Running Multiple Redis Sentinels through ServiceStack - redis

I'm working on a project that is using a Redis Sentinel through Servicestack. When the project was set up the original developer used Redis for both Caching and for maintaining a series of queue that power the logic of the system. Due to performance issues we are planning to spin up a new Redis Sentinel box and split the functionalities with the Caching being done on one server, and the queuing being done on another.
I was able to make a couple small changes to a local instance I had to split it between two servers by using the RedisClient and the PooledClient
container.Register<IRedisClientsManager>(c => new RedisManagerPool(redCon, poolConfig));
container.Register<PooledRedisClientManager>(c => new PooledRedisClientManager(redCon2Test));
container.Register(c => c.Resolve<IRedisClientsManager>().GetClient());
container.Register(c => c.Resolve<PooledRedisClientManager>().GetClient());
// REDIS CACHE
container.Register(c => c.Resolve<PooledRedisClientManager>().GetCacheClient());
// SESSION
container.Register(c => new SessionFactory(c.Resolve<ICacheClient>()));
// REDIS MQ
container.Register<IMessageService>(c => new RedisMqServer(c.Resolve<IRedisClientsManager>())

- **Problem statement**
Answer from the Redis Sentinel post:
(a) What two jobs did the original developer use Redis for?
(b) Which two clients did the writer use to split a local instance between two servers?
(c) What is registered under the "// SESSION" comment?
The data that comes next has no connection to the Redis Sentinel post.

- **Given information**
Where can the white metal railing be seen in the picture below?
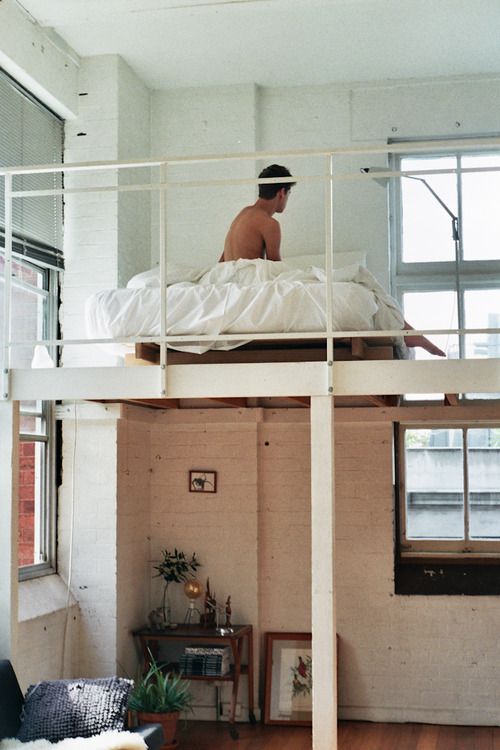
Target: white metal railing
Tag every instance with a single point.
(330, 177)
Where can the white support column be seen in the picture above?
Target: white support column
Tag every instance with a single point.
(323, 595)
(9, 461)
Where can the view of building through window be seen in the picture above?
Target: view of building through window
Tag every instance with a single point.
(452, 487)
(30, 313)
(446, 278)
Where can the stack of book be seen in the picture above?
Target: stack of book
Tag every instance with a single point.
(206, 661)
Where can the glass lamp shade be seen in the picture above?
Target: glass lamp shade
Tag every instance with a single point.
(193, 589)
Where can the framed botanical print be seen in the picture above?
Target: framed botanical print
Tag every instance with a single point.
(288, 690)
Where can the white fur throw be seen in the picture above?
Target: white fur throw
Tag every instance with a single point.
(112, 740)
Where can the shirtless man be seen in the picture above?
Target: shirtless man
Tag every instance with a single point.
(254, 233)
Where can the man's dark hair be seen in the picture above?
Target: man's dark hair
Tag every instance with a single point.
(269, 190)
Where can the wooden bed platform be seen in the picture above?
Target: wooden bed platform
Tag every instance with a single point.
(269, 350)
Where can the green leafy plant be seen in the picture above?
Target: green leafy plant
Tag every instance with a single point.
(175, 567)
(160, 692)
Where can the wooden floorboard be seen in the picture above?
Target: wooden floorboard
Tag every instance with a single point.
(353, 735)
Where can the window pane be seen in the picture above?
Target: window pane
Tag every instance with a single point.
(427, 310)
(434, 484)
(482, 310)
(31, 481)
(426, 226)
(480, 215)
(483, 455)
(29, 309)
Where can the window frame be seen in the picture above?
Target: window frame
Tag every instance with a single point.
(46, 433)
(432, 276)
(463, 550)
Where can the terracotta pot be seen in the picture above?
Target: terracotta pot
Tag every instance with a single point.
(168, 722)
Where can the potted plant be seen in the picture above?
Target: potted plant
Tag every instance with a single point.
(159, 697)
(175, 567)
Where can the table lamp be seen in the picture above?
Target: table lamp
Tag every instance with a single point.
(193, 590)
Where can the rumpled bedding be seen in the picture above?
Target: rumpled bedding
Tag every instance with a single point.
(245, 297)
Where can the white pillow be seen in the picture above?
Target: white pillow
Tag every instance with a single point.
(176, 272)
(340, 260)
(146, 278)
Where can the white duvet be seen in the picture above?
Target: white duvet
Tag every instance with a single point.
(242, 297)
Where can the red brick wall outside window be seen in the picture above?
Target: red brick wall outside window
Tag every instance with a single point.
(27, 478)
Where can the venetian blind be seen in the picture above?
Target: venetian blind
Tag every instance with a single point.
(30, 134)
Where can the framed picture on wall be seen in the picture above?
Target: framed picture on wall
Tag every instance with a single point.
(201, 480)
(288, 689)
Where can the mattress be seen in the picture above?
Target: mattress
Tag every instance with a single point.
(244, 297)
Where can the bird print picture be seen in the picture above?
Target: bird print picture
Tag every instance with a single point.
(296, 682)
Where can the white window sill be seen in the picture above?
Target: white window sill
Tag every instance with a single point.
(43, 596)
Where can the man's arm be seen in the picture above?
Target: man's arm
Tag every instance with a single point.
(423, 342)
(271, 234)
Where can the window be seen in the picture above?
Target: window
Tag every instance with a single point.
(448, 510)
(31, 134)
(450, 490)
(446, 247)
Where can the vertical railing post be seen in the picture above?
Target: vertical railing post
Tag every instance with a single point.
(7, 301)
(323, 605)
(329, 266)
(163, 277)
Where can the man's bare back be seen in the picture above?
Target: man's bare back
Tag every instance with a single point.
(253, 234)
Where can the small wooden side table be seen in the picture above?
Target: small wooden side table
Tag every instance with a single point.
(151, 639)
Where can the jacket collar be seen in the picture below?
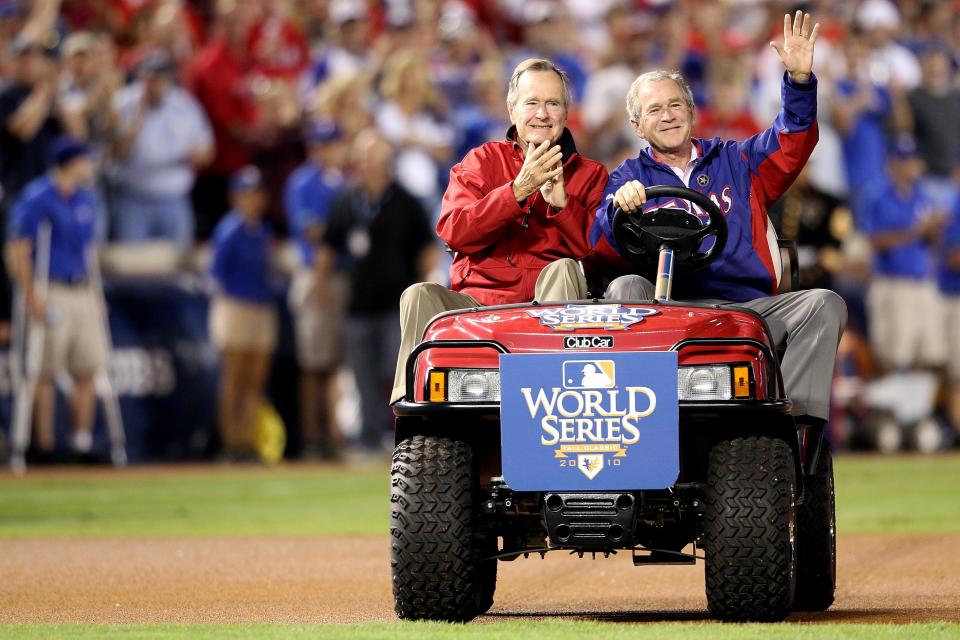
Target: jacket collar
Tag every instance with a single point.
(567, 146)
(705, 147)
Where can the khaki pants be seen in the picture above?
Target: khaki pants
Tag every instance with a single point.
(906, 322)
(75, 340)
(420, 303)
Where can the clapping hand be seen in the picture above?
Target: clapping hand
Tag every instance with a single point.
(541, 164)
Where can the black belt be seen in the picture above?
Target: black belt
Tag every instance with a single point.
(78, 281)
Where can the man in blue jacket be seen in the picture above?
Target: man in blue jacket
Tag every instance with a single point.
(743, 178)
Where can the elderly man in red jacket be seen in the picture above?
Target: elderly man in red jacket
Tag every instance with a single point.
(517, 213)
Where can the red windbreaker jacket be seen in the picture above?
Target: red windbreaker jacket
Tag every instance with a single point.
(501, 246)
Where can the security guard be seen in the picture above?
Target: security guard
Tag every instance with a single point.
(74, 339)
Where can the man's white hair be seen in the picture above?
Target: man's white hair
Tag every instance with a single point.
(536, 64)
(635, 109)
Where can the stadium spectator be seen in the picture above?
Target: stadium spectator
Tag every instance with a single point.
(318, 323)
(903, 305)
(276, 45)
(517, 212)
(222, 82)
(484, 119)
(164, 138)
(62, 203)
(347, 50)
(727, 114)
(243, 320)
(934, 102)
(343, 99)
(864, 110)
(31, 117)
(889, 61)
(548, 33)
(383, 233)
(87, 88)
(411, 117)
(632, 43)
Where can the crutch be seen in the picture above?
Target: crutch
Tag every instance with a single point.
(102, 382)
(32, 333)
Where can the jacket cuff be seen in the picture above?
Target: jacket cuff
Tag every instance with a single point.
(503, 195)
(809, 85)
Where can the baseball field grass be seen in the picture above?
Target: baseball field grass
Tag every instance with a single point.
(897, 494)
(532, 630)
(876, 495)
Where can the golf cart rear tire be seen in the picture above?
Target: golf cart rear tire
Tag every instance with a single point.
(817, 540)
(435, 551)
(750, 530)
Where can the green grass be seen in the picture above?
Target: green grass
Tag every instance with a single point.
(903, 494)
(188, 501)
(534, 630)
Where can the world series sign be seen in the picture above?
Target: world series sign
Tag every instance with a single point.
(589, 422)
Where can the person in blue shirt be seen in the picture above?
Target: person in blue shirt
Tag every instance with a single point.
(318, 324)
(243, 320)
(743, 178)
(60, 208)
(904, 317)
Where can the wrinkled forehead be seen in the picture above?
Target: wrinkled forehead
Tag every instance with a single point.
(545, 85)
(659, 91)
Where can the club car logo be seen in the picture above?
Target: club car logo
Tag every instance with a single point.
(588, 421)
(611, 317)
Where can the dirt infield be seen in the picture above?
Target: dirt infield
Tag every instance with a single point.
(317, 580)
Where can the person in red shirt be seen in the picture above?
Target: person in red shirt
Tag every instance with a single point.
(221, 82)
(516, 212)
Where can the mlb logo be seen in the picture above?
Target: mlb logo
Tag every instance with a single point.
(589, 374)
(590, 464)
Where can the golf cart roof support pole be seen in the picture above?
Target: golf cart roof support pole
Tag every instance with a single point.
(664, 274)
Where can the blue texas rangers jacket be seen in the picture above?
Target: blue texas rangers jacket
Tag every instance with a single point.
(743, 178)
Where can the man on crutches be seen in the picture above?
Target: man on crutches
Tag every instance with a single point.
(52, 226)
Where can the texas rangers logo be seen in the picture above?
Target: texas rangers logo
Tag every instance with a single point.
(611, 317)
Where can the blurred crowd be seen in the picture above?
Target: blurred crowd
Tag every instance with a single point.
(175, 97)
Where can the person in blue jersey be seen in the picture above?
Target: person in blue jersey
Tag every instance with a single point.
(243, 320)
(62, 201)
(904, 315)
(318, 324)
(743, 178)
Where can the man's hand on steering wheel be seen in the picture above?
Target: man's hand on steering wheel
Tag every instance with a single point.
(630, 197)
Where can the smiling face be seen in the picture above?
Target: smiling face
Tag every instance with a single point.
(666, 121)
(539, 113)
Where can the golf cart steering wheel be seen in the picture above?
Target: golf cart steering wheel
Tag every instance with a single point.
(641, 236)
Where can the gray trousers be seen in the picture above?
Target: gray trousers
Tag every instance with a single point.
(560, 280)
(809, 323)
(371, 343)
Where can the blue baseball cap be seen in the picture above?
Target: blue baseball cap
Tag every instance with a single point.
(65, 149)
(11, 9)
(323, 131)
(246, 179)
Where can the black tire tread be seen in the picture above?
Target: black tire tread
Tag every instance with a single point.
(816, 545)
(435, 559)
(749, 557)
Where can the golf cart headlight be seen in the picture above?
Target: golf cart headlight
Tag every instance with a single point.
(473, 385)
(704, 383)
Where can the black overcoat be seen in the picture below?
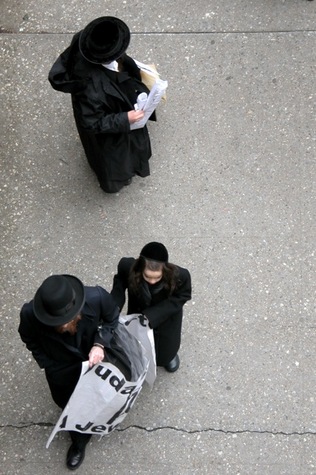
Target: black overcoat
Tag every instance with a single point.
(59, 354)
(101, 100)
(165, 312)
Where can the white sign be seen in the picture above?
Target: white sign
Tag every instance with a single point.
(103, 396)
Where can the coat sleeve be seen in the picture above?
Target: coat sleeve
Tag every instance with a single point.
(30, 335)
(95, 116)
(109, 315)
(160, 312)
(120, 282)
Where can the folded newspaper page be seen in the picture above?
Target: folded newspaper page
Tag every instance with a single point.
(103, 396)
(157, 92)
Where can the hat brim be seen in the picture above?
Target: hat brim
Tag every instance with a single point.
(43, 316)
(121, 45)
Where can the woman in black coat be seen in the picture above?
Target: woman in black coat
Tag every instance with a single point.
(158, 290)
(104, 84)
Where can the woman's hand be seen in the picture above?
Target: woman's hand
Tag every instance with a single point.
(96, 355)
(135, 116)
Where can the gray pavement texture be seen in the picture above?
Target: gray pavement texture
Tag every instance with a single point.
(231, 194)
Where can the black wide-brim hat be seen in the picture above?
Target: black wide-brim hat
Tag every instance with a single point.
(155, 251)
(59, 299)
(104, 40)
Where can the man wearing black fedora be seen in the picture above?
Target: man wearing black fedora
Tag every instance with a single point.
(65, 324)
(104, 84)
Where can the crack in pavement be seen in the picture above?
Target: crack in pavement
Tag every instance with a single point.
(176, 429)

- **Solved exercise**
(a) Caching, and maintaining a series of queues that power the system's logic.
(b) The RedisClient and the PooledClient.
(c) A new SessionFactory, built with the resolved ICacheClient.